С помощью многочисленных показов фильма у Боулби получилось положить начало изменению отношения к госпитализации младенцев. Как в больницах Англии, так и по всему миру появилась практика совместного стационарного лечения детей с мамами, хотя раньше подобные инициативы ставились под сомнения и, порой, вызывали насмешки.
Все расстройства личности ребенка приписывались детским фантазиям, а сами дети во многом воспринимались как тираны и манипуляторы, которым нужна лишь материнская грудь с молоком.
____
**Попробуйте сами:**
Пожалуйста, перепишите отрывок о госпитализации детей между словами «С помощью многочисленных» и «грудь с молоком.» включительно, заменив «младенцев» на «новорожденных». Строки дальше — самостоятельный материал, с отрывком не связанный.

Выдержки из набора данных:
____
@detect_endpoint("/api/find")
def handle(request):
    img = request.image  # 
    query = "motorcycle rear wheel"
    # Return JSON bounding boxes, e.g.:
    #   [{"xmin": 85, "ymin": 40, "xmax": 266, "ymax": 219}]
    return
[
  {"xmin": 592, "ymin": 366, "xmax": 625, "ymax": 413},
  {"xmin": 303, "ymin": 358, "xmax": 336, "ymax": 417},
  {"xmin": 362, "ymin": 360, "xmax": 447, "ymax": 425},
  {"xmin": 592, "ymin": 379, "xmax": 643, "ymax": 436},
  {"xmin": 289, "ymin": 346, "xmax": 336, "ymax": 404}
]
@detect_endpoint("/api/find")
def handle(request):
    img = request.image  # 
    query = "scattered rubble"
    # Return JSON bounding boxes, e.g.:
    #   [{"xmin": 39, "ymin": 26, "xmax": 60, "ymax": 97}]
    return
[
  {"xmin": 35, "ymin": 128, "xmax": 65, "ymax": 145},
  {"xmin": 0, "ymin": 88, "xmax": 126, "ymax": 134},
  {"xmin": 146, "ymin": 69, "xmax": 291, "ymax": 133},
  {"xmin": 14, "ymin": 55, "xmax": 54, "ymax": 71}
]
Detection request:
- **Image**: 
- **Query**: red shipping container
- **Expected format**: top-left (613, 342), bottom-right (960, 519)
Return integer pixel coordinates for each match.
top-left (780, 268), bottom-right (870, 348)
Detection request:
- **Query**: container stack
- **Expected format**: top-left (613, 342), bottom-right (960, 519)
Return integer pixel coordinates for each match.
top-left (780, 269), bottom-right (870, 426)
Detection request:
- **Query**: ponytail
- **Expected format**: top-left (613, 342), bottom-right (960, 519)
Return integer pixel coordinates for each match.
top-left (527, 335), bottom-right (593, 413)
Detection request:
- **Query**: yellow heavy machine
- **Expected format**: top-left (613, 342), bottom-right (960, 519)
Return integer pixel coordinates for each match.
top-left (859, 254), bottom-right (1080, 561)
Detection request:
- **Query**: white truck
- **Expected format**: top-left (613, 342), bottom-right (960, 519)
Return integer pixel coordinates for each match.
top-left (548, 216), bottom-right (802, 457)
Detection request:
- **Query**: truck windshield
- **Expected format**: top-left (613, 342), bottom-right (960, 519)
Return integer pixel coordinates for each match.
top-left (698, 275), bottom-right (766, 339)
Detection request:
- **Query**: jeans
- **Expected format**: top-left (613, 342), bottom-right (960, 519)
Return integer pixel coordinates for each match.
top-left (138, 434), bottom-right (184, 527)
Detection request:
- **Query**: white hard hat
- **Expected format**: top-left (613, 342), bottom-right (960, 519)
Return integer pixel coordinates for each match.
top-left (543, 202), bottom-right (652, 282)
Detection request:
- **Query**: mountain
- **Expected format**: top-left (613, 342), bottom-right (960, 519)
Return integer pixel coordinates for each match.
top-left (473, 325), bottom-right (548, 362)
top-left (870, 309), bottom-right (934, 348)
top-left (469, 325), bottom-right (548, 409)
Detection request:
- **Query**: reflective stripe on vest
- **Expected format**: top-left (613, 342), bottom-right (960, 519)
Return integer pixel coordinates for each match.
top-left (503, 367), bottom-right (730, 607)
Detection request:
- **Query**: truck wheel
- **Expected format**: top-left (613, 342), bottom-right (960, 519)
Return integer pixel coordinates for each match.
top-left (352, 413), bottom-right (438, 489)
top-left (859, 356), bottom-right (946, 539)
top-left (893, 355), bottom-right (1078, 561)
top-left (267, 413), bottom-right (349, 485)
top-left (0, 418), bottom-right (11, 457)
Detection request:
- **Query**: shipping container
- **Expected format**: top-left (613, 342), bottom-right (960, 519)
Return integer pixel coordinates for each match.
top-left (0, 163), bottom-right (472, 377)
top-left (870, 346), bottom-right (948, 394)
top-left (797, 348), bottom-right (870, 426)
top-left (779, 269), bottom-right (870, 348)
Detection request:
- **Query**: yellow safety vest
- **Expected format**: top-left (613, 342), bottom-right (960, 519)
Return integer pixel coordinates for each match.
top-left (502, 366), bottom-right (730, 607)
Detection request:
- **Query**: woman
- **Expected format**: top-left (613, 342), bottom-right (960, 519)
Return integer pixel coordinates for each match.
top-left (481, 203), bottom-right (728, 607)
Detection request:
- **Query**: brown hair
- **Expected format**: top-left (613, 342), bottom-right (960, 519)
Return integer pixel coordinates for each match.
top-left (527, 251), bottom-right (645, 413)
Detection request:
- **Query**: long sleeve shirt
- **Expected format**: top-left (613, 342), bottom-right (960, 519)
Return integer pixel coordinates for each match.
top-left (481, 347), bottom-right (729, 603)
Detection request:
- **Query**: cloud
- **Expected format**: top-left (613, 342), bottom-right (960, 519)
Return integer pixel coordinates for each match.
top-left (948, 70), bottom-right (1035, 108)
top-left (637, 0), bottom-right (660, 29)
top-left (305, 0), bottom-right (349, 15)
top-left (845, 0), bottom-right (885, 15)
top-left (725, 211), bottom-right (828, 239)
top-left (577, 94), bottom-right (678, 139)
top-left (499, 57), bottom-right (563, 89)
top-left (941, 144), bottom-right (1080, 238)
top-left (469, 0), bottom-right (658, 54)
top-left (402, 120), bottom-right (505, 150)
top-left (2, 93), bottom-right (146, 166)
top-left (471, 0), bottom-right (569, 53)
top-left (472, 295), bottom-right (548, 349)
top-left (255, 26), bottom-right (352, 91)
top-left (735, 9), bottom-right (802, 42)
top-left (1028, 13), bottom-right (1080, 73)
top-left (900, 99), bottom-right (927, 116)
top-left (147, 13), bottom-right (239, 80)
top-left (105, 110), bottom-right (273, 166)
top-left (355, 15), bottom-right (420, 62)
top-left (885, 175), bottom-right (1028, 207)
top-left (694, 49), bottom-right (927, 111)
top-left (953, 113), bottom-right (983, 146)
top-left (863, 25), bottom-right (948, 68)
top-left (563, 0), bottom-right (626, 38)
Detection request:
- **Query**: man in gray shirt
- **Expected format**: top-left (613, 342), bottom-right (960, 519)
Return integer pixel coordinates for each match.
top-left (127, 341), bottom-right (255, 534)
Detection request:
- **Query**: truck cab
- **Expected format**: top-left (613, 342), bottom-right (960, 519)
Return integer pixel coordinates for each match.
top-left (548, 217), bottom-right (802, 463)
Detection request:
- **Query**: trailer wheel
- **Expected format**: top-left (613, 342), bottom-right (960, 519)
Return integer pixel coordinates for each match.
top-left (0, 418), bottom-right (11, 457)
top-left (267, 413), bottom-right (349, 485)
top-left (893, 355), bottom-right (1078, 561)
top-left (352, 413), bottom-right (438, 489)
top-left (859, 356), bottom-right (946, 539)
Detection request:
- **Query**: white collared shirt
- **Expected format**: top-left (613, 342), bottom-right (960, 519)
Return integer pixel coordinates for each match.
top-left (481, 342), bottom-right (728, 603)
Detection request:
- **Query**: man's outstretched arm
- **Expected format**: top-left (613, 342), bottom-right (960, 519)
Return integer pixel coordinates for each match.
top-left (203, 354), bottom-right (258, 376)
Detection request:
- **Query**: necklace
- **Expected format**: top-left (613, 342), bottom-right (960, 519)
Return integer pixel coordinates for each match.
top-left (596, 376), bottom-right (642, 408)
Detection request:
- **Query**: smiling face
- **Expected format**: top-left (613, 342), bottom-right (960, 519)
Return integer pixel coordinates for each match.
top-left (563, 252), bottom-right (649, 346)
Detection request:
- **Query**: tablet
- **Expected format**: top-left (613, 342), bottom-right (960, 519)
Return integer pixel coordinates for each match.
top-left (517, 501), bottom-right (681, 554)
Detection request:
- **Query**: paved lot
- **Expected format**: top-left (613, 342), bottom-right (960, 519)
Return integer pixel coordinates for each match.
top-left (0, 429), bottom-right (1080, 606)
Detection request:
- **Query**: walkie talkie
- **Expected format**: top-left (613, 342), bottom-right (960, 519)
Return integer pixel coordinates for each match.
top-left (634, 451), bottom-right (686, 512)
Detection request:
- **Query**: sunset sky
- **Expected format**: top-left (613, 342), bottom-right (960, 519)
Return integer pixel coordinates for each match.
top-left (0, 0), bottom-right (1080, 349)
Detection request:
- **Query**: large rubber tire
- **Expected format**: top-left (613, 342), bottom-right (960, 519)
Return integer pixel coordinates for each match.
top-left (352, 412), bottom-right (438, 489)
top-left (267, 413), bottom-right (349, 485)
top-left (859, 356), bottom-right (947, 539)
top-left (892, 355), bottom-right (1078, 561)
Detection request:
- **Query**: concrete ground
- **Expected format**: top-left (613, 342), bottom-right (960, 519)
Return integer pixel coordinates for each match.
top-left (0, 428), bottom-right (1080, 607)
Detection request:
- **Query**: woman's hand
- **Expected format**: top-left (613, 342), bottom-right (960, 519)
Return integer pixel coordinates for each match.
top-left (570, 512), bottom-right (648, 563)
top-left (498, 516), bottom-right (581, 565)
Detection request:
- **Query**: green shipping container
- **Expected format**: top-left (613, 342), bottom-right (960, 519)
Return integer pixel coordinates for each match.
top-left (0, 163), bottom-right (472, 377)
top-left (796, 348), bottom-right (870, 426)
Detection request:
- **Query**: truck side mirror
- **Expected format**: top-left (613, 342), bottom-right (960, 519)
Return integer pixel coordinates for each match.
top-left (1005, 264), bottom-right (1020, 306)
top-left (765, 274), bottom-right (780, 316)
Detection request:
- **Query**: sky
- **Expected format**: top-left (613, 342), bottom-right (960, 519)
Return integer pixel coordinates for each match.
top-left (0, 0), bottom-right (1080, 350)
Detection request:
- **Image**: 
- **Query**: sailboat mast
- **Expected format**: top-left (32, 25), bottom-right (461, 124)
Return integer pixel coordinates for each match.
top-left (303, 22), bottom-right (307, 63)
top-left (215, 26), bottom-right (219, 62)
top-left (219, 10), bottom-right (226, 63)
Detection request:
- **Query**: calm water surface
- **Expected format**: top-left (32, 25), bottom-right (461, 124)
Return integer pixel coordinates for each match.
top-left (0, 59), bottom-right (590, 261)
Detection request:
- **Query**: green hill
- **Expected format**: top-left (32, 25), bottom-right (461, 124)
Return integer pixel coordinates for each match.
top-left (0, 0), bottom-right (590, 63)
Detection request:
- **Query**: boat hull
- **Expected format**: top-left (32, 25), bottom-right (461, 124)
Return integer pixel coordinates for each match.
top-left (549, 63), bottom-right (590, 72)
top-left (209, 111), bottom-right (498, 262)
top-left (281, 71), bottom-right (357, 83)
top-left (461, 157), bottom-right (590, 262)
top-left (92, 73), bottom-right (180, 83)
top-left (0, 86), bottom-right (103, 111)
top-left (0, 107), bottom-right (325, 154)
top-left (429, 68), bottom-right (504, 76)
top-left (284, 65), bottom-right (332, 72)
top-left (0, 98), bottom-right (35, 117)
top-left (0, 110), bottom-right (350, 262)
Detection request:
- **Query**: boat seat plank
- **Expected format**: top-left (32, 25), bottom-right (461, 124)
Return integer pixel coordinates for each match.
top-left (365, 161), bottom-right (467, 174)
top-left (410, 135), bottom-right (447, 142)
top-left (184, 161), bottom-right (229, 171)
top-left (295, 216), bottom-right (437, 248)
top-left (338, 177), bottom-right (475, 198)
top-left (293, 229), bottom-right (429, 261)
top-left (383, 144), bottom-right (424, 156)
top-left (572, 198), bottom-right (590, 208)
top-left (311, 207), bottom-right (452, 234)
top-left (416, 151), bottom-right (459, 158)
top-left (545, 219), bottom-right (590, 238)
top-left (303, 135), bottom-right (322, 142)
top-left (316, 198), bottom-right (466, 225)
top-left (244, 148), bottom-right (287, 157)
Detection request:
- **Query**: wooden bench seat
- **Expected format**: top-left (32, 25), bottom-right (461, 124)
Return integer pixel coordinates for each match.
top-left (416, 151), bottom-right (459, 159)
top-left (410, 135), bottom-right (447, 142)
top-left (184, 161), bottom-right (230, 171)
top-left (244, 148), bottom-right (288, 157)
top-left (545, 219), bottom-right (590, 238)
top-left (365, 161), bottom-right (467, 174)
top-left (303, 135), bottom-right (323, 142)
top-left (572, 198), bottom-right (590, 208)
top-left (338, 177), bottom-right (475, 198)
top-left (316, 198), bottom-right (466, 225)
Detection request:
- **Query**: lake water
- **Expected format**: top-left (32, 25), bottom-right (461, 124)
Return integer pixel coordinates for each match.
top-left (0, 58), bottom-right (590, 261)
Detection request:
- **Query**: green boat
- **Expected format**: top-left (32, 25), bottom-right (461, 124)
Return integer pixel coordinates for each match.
____
**Место для ответа:**
С помощью многочисленных показов фильма у Боулби получилось положить начало изменению отношения к госпитализации новорожденных. Как в больницах Англии, так и по всему миру появилась практика совместного стационарного лечения детей с мамами, хотя раньше подобные инициативы ставились под сомнения и, порой, вызывали насмешки.
Все расстройства личности ребенка приписывались детским фантазиям, а сами дети во многом воспринимались как тираны и манипуляторы, которым нужна лишь материнская грудь с молоком.